- **Short exercise**:
Read the records and write them out again exactly.

----- Exercise materials -----

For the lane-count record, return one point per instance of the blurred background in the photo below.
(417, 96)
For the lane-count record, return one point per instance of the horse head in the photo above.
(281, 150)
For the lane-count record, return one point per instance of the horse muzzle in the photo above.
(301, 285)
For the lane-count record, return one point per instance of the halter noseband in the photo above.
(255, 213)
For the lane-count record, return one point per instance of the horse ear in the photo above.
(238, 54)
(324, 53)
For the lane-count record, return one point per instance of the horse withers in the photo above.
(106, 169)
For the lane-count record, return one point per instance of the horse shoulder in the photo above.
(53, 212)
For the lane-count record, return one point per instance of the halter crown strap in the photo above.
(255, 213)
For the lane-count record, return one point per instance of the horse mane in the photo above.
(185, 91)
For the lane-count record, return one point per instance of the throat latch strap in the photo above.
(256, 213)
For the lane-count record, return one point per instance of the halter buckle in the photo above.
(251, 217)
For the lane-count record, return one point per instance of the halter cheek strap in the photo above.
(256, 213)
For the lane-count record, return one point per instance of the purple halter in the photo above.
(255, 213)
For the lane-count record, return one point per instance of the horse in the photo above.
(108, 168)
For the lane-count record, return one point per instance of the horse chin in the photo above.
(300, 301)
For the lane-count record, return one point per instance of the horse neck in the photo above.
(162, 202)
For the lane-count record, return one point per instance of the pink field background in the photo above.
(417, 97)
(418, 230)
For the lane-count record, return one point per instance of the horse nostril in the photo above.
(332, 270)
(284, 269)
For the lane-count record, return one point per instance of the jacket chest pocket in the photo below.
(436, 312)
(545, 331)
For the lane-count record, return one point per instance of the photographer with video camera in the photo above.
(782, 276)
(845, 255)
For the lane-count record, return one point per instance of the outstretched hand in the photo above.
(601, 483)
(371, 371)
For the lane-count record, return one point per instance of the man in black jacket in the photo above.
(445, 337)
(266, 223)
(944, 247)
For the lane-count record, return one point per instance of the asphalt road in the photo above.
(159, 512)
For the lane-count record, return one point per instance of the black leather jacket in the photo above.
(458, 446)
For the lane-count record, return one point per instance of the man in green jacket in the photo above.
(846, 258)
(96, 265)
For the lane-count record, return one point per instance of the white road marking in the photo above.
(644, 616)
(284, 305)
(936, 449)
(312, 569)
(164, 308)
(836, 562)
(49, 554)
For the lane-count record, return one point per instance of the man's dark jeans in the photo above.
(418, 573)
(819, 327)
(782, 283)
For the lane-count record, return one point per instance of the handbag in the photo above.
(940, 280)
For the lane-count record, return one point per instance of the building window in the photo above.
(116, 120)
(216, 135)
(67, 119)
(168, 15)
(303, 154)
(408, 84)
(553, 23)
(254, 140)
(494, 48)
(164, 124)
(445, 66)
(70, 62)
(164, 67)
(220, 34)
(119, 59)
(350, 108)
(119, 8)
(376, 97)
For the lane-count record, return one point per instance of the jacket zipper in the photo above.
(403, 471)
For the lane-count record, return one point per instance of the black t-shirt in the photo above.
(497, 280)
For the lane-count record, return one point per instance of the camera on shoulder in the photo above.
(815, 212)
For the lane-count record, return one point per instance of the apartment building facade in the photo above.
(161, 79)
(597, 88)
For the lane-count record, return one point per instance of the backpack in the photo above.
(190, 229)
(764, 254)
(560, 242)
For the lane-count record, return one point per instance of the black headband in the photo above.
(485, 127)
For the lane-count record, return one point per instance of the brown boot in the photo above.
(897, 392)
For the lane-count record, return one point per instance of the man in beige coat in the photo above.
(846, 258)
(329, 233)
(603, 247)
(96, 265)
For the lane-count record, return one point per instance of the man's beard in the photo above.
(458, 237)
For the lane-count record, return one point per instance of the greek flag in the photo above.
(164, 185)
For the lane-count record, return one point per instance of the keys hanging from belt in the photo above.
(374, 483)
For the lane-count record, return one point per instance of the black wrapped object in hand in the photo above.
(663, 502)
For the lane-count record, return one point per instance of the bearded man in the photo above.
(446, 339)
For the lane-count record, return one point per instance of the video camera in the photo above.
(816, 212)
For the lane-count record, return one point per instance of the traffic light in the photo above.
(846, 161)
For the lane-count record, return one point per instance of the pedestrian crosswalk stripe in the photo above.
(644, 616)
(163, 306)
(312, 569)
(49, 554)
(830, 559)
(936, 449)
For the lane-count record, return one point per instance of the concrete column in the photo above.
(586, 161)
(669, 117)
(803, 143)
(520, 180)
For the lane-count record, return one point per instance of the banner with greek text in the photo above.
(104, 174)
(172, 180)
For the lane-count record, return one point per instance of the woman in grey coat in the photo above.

-----

- **Solved exercise**:
For the lane-count record, return one point per instance of the blurred background in the photo below.
(417, 96)
For the lane-count record, return one point per instance of the horse head in the photo above.
(281, 150)
For the lane-count record, return one point per instance of the horse muzzle in the photo above.
(301, 285)
For the lane-count record, return one point per instance of the halter noseband in the photo above.
(255, 213)
For the lane-count record, return one point per instance of the horse ear in the photo above.
(238, 54)
(324, 53)
For the lane-count record, return one point per instance of the horse withers in the photo above.
(106, 169)
For the lane-count record, return one point per instance of the horse shoulder in the photo above.
(53, 212)
For the lane-count record, return one point per instance of the halter crown strap in the photo above.
(255, 213)
For the lane-count record, return one point per instance of the horse mane in the photo above.
(185, 91)
For the lane-count record, return one point per instance of the throat latch strap in the photo above.
(256, 213)
For the lane-count record, return one point per instance of the halter buckle in the photo above.
(251, 217)
For the lane-count record, return one point per instance of the halter cheek strap in the photo above.
(256, 213)
For the lane-count record, return one point per instance of the purple halter in the photo above.
(255, 213)
For the lane-count record, return one point per instance of the horse in the photo above.
(108, 168)
For the lane-count record, return one point per instance of the horse chin in the photo above.
(300, 301)
For the lane-count record, return one point per instance of the horse neck in the photo above.
(162, 202)
For the lane-count record, return one point per instance of the pink field background in the photo above.
(417, 97)
(418, 230)
For the lane-count record, return one point per instance of the horse nostril in the photo above.
(332, 270)
(284, 269)
For the lane-count record, return one point per instance of the jacket chest pocket in the photo below.
(436, 312)
(545, 331)
For the lane-count record, return one point per instance of the photographer with video camera in the photo above.
(782, 276)
(845, 255)
For the lane-count record, return one point per instance of the outstretched hand in the photo above.
(601, 483)
(371, 371)
For the lane-count record, return one point per instance of the man in black jacket in the photo above.
(445, 337)
(266, 223)
(944, 247)
For the lane-count record, return one point per instance of the asphalt road in the photo above.
(159, 512)
For the lane-count record, return one point per instance of the black leather jacket in the photo above.
(458, 446)
For the lane-count record, return one point per instance of the man in green jacket in the photo above.
(846, 258)
(96, 265)
For the lane-count record, return one point per instance of the white road marking in the photo above.
(644, 616)
(284, 305)
(936, 449)
(312, 569)
(164, 308)
(836, 562)
(49, 554)
For the lane-count record, return one point per instance of the man's dark jeans in the photo above.
(418, 573)
(819, 327)
(782, 283)
For the lane-count record, return one point per instance of the handbag in the photo above.
(940, 280)
For the lane-count record, return one point per instance of the building window in the photo above.
(116, 120)
(216, 135)
(67, 119)
(168, 15)
(303, 154)
(408, 84)
(553, 23)
(254, 140)
(494, 48)
(164, 124)
(445, 66)
(70, 62)
(164, 67)
(220, 34)
(119, 59)
(350, 108)
(119, 8)
(376, 97)
For the lane-count record, return one point per instance of the jacket zipper in the photo above.
(403, 471)
For the lane-count record, return one point per instance of the black t-shirt in the photo above.
(497, 280)
For the lane-count record, return one point per instance of the camera on shoulder in the photo above.
(815, 212)
For the lane-count record, return one point per instance of the apartment building facade in the photo above.
(161, 79)
(597, 88)
For the lane-count record, return one point per instance of the backpack in the photo above.
(190, 229)
(764, 254)
(560, 242)
For the lane-count record, return one point per instance of the black headband in the photo above.
(485, 127)
For the lane-count record, return one point per instance of the brown boot in the photo above.
(897, 392)
For the lane-count record, return one point per instance of the man in beige coat in the photo above.
(846, 258)
(329, 233)
(603, 247)
(96, 265)
For the lane-count record, return one point per instance of the man's beard in the photo above.
(458, 237)
For the lane-count record, return one point per instance of the greek flag in the photo above.
(164, 185)
For the lane-count record, return one point per instance of the keys hanging from belt in the photo above.
(374, 483)
For the lane-count record, return one point per instance of the black wrapped object in hand in the photo above.
(663, 502)
For the lane-count record, return one point per instance of the bearded man in the photo above.
(446, 339)
For the lane-count record, return one point per instance of the video camera in the photo above.
(816, 212)
For the lane-count record, return one point per instance of the traffic light in the photo above.
(846, 161)
For the lane-count record, return one point per instance of the pedestrian crosswalk stripe in the photo above.
(644, 616)
(163, 306)
(312, 569)
(49, 554)
(830, 559)
(936, 449)
For the lane-count record, return one point per instance of the concrete column in the photo above.
(586, 161)
(669, 117)
(803, 143)
(520, 180)
For the lane-count record, return one point per instance of the banner with greek text in the photo above.
(104, 174)
(172, 180)
For the lane-count record, return one point per instance of the woman in grey coat in the photo above.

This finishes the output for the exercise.